* _GIVEN TASK_
Reproduce the data word for word, from its first line through the line containing "instruction: mark the region of every instance of the circular", with both ends included.
--- START OF GIVEN INFORMATION ---
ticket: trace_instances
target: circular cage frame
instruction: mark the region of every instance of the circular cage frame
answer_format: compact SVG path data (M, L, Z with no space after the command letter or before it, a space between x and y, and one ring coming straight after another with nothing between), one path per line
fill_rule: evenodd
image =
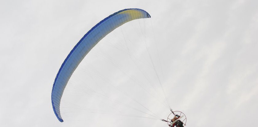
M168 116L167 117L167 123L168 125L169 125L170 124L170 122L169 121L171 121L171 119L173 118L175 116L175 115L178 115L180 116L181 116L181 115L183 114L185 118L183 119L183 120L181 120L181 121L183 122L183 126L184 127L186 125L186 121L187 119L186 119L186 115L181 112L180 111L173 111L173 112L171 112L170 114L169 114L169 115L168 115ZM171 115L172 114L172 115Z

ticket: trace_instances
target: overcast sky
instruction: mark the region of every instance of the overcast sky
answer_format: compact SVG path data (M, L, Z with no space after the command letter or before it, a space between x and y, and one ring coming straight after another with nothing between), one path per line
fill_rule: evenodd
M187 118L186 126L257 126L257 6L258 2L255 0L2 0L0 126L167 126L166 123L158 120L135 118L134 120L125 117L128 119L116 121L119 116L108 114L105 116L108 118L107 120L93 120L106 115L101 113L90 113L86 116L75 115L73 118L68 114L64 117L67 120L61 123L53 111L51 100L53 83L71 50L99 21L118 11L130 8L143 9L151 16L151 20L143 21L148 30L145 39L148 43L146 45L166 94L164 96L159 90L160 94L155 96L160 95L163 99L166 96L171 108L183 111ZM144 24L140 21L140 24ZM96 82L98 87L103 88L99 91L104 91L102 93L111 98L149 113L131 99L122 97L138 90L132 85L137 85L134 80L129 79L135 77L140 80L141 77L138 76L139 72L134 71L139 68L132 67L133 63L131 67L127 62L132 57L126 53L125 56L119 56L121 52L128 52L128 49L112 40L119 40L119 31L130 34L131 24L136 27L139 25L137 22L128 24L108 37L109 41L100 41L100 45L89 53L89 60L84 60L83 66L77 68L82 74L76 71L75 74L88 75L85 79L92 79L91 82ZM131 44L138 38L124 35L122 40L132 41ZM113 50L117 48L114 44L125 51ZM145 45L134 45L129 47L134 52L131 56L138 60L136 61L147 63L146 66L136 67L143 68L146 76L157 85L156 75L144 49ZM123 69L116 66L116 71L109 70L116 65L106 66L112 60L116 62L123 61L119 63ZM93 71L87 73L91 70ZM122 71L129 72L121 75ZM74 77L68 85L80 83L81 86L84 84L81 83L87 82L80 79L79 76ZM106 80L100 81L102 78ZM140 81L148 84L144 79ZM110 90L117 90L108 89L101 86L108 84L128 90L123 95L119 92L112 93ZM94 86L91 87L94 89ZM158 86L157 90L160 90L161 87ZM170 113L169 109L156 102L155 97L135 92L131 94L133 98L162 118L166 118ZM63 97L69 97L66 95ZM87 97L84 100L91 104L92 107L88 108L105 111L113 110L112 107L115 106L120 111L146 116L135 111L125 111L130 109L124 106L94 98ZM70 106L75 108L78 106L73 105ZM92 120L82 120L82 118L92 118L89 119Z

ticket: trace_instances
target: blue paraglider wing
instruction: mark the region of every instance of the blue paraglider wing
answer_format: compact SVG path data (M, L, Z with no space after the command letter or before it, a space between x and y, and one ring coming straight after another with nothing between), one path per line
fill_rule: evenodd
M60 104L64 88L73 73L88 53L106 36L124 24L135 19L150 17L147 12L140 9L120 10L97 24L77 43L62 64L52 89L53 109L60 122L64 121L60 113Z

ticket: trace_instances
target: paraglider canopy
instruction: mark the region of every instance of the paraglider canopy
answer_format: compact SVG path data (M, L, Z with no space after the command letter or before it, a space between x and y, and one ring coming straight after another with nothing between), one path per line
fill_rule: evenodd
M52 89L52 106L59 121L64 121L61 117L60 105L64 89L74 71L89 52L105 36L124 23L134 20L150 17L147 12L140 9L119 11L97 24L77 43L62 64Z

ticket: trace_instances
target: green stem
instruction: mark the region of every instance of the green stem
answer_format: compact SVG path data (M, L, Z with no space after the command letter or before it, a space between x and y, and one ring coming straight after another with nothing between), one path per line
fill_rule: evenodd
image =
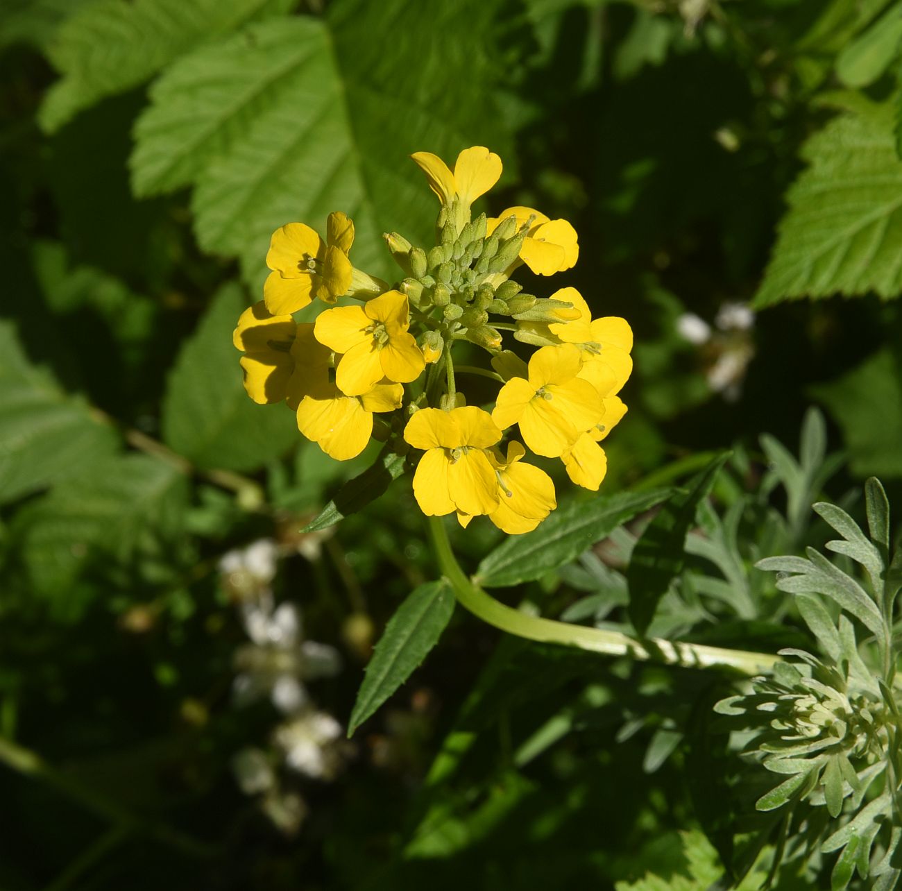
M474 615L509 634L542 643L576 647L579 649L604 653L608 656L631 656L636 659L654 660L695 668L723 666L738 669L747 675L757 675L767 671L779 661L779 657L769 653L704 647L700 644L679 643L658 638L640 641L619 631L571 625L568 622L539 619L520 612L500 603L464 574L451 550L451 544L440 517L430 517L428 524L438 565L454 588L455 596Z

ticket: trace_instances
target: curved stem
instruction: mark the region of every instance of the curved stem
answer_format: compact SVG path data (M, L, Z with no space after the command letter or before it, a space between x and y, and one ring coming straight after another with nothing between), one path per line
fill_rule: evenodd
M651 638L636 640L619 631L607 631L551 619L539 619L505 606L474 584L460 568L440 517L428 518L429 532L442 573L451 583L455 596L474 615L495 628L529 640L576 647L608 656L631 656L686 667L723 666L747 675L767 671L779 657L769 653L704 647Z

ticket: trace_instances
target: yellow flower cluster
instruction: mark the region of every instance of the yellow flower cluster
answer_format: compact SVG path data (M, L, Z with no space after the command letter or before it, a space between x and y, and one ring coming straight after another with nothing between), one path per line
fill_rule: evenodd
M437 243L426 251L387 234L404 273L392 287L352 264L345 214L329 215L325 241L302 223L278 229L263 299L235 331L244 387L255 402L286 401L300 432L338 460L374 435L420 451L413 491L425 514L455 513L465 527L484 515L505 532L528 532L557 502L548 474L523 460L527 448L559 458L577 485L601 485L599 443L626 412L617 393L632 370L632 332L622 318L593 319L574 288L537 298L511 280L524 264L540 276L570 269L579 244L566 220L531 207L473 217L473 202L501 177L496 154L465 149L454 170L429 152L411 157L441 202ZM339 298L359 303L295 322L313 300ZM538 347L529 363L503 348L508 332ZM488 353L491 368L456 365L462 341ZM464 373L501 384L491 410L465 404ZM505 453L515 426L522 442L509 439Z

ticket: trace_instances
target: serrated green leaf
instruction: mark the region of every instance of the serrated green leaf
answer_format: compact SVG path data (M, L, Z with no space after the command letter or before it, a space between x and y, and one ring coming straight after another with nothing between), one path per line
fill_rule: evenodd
--- END OF GIVEN INFORMATION ---
* _CORRECT RESPONSE_
ticket: trace_instances
target: circular cage frame
instruction: mark the region of every instance of the circular cage frame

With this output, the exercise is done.